Exercise directions =>
Copy every line below that contains the word "white".

* Start *

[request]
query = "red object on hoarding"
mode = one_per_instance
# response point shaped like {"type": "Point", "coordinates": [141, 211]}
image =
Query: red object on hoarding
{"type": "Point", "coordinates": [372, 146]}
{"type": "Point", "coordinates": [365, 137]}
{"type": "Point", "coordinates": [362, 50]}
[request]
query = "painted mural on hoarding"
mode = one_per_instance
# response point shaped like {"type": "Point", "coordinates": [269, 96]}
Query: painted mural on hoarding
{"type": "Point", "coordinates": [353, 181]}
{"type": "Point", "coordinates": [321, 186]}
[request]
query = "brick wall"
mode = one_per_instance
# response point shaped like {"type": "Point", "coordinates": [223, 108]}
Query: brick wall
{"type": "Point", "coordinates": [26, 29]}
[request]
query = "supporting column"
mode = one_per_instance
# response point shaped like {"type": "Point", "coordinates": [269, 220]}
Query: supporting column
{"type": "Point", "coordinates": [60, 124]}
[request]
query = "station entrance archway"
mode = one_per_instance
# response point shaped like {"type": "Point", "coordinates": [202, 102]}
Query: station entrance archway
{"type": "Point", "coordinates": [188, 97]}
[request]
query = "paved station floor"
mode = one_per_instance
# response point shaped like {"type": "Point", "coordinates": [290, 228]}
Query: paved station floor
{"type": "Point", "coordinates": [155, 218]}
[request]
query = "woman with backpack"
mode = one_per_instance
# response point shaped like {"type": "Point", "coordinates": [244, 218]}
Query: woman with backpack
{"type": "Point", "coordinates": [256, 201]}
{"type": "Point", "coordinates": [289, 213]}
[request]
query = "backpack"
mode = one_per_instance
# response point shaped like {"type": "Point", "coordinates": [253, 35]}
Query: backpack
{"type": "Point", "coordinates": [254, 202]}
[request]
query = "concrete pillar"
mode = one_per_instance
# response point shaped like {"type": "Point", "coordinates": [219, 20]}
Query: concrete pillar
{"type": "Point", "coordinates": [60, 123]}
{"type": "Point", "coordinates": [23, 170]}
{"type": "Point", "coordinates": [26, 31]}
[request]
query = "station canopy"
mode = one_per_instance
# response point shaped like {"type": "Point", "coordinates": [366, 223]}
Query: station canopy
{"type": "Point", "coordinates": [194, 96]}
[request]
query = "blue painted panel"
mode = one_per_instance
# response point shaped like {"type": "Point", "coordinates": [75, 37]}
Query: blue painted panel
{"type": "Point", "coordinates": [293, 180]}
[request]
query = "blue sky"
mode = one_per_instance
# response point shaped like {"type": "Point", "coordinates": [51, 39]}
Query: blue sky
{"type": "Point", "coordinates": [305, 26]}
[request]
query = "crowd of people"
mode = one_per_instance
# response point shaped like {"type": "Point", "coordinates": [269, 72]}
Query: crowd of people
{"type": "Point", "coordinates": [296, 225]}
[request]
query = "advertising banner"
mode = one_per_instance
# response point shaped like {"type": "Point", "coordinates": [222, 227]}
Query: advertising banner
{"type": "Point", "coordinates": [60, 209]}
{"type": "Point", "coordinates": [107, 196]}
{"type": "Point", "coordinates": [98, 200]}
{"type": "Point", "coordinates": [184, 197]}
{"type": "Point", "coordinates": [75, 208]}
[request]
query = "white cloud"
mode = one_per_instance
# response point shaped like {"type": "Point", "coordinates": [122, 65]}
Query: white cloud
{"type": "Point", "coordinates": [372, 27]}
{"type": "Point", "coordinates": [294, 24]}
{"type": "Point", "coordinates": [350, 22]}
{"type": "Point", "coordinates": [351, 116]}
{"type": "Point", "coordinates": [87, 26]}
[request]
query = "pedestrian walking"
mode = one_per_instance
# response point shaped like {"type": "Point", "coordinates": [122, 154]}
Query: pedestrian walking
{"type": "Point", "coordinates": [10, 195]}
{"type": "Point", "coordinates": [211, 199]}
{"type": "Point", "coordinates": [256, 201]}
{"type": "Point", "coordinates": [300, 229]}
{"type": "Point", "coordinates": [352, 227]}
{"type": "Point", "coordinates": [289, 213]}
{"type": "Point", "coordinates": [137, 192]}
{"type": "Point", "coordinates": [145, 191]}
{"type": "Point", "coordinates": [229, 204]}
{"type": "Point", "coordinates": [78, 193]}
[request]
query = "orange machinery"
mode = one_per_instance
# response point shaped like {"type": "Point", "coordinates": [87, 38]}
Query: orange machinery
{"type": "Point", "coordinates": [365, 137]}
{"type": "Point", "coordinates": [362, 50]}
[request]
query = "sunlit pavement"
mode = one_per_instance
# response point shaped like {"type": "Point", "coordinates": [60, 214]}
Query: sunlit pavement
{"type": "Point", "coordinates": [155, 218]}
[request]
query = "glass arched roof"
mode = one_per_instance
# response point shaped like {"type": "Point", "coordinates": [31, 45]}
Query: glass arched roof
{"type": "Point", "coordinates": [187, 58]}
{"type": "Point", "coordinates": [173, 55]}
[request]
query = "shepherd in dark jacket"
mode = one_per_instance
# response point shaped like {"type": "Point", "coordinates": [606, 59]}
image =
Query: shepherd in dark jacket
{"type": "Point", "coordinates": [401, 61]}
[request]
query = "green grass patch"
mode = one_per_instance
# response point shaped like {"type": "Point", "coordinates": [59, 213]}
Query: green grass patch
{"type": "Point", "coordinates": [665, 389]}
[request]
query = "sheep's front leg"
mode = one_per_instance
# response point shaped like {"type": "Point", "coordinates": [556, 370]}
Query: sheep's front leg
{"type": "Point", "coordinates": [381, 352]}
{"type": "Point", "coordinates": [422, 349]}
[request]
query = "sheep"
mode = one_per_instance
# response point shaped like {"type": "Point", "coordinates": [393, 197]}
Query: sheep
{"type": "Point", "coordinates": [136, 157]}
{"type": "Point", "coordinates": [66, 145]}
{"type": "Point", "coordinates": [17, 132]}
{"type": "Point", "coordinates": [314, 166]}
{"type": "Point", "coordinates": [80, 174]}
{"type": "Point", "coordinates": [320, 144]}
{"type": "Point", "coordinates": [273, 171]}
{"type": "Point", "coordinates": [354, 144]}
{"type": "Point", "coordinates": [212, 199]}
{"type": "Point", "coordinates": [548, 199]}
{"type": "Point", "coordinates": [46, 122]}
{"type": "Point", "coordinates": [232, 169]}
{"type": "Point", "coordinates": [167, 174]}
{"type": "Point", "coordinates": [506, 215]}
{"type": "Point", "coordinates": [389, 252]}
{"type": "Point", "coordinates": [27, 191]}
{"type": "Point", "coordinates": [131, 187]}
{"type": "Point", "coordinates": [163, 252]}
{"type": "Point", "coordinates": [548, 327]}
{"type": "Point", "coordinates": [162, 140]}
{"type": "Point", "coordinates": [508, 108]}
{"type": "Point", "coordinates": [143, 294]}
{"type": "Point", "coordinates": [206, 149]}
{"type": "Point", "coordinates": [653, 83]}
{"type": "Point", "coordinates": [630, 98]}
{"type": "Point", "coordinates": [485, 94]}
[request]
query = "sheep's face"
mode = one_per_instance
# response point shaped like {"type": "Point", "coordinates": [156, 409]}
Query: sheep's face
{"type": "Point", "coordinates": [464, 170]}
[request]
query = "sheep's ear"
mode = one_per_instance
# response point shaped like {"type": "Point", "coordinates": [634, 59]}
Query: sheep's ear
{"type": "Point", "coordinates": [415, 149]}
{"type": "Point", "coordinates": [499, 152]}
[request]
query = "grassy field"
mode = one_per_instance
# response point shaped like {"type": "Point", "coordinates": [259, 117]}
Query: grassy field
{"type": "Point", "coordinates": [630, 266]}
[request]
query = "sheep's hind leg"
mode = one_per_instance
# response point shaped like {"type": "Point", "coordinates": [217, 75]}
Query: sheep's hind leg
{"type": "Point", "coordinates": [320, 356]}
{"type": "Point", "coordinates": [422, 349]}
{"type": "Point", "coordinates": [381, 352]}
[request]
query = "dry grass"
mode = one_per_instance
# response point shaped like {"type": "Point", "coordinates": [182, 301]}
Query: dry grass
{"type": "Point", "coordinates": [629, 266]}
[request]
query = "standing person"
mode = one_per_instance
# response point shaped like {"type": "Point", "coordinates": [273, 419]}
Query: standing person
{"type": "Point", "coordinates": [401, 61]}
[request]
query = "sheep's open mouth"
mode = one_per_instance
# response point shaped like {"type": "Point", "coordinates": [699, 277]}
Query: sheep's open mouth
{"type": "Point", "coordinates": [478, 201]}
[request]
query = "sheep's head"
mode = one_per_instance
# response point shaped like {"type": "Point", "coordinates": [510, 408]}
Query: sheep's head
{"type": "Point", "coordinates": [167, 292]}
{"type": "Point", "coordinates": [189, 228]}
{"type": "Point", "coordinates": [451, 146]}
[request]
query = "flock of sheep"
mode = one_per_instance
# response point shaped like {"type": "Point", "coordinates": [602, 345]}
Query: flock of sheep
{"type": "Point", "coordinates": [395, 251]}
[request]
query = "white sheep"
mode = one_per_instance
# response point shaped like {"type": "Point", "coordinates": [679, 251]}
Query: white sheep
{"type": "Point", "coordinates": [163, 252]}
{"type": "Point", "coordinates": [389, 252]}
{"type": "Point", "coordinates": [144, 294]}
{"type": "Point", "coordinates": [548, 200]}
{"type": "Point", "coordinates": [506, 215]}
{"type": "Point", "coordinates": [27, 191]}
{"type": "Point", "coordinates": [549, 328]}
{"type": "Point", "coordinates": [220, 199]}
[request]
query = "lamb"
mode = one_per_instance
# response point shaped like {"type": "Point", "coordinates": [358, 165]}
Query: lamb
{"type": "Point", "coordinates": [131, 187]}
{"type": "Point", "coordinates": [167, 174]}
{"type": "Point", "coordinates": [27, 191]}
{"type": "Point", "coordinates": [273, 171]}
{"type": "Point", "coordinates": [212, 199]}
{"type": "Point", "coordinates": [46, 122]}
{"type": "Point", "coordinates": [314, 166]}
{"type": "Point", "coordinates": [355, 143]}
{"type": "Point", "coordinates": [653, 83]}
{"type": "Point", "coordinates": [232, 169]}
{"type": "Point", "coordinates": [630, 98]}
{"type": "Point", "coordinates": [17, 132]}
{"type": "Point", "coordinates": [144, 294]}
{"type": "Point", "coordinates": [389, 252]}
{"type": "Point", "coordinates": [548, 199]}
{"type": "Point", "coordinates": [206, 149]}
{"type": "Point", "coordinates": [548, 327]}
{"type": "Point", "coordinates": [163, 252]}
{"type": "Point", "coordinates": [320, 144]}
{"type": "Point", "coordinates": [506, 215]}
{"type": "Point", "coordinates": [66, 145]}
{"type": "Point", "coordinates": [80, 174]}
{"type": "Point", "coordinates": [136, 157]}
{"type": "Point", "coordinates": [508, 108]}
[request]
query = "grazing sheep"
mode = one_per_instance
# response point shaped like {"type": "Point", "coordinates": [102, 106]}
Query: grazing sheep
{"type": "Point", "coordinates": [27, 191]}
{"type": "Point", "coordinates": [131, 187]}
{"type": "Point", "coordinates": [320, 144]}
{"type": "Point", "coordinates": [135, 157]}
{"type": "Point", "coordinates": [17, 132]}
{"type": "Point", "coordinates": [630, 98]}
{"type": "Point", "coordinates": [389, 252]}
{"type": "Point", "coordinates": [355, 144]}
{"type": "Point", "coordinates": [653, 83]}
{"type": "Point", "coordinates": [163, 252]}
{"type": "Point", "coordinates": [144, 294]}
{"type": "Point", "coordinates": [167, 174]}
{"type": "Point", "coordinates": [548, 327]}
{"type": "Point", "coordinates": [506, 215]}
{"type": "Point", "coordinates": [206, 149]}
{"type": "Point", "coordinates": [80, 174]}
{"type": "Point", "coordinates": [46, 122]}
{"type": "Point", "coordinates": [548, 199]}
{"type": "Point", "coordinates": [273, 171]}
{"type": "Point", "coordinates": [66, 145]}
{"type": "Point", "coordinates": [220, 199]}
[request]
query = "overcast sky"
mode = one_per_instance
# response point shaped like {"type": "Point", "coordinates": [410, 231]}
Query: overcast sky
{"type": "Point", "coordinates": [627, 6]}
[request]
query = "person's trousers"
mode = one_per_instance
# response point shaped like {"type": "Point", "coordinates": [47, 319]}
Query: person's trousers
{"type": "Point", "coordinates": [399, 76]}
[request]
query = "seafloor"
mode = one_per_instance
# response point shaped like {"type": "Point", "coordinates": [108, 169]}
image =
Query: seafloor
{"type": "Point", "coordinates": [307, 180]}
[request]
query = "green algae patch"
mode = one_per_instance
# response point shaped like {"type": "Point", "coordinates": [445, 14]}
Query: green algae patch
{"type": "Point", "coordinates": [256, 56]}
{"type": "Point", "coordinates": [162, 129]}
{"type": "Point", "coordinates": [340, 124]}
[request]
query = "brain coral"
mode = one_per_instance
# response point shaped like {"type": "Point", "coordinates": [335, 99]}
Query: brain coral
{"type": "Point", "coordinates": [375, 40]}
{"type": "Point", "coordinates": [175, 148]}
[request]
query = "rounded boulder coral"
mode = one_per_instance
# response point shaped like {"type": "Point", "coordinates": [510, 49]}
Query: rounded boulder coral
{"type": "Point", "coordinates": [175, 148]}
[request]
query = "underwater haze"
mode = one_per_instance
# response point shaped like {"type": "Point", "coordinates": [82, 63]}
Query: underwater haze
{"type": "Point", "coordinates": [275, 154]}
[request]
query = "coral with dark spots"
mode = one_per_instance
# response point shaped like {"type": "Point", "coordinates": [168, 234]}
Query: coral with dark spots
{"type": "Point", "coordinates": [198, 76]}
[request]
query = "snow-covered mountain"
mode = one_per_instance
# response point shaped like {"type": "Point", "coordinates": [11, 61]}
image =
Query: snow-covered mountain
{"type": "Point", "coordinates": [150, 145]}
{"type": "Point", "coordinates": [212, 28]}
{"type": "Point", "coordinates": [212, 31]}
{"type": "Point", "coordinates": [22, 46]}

* End *

Task response =>
query = "white cloud"
Query: white cloud
query = "white sheep"
Query: white sheep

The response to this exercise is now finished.